# Task requirements
(a) Return the part of the Nocturnal Animals review from "Nocturnal Animals is a" up to and including "it broke down.".
(b) According to the Nocturnal Animals review, what is the title of the 1993 book the film is based on?

----- Reading text

The Light Between Oceans (TLBO) looked like a film that, at first glance, was Oscar material. It had the cast, the ideas and the cinematography to be a great film. But it was a total mess of a movie and a real disappointment. By way of contrast, Nocturnal Animals has similar components. Only, it is brilliant.

Susan (Amy Adams), alone in her mansion, drinking whiskey. She has such sad eyes that are full of the deepest of emotions.

Susan (Amy Adams), alone in her mansion, drinking whiskey. She has such blue and sad eyes that are full of the deepest of emotions.

Nocturnal Animals is a film based on the 1993 book, Tony and Susan, by Austin Wright. Susan (Amy Adams) is a modern-art gallery owner. One day, as her second husband, Walker (Armie Hammer), goes off on a ‘business trip,’ Susan gets a package in the post. It is from her first husband, Edward (Jake Gyllenhaal), whom Susan left twenty years ago. He has sent her a manuscript of his new book, entitled ‘Nocturnal Animals,’ and wants to hear her opinion.

Alone in her beautiful mansion overlooking LA, Susan picks up the manuscript and begins reading it. However, as she reads it, she is forced to relive and confront some demons from her past. Notably: her marriage to Edward and why it broke down.

Nocturnal Animals is full of suspense, tense and gripping. It is a phenomenal story within a story movie, in which both stories are fascinating for very different reasons: the first is about Susan/Amy Adams, who lives the high (empty) life in LA, but is deeply unhappy; the second is about a good family, consisting of Tony (Jake Gyllenhaal), Laura (Isla Fisher, who bears an uncanny resemblance to Amy Adams), and India (Ellie Bamber), on their way to a vacation that goes violently wrong, and a thirst for justice/vengeance ensues. Both stories could be feature films in their own rights. Yet, Director Tom Ford links them together superbly so that the second story enhances our understanding of the first and is a metaphor for it.

Tony (Jake Gyllenhaal, who also plays Edward) and detective Bobby (Michael Shannon) in the rocky plains in the middle of nowhere in Texas, searching for the scene of the crime.

----------
----- Provided data

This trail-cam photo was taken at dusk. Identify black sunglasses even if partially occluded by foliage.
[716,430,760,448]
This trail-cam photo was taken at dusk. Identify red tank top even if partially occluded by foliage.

----------

# Expected outputs
(a)
Nocturnal Animals is a film based on the 1993 book, Tony and Susan, by Austin Wright. Susan (Amy Adams) is a modern-art gallery owner. One day, as her second husband, Walker (Armie Hammer), goes off on a ‘business trip,’ Susan gets a package in the post. It is from her first husband, Edward (Jake Gyllenhaal), whom Susan left twenty years ago. He has sent her a manuscript of his new book, entitled ‘Nocturnal Animals,’ and wants to hear her opinion.

Alone in her beautiful mansion overlooking LA, Susan picks up the manuscript and begins reading it. However, as she reads it, she is forced to relive and confront some demons from her past. Notably: her marriage to Edward and why it broke down.

(b) Tony and Susan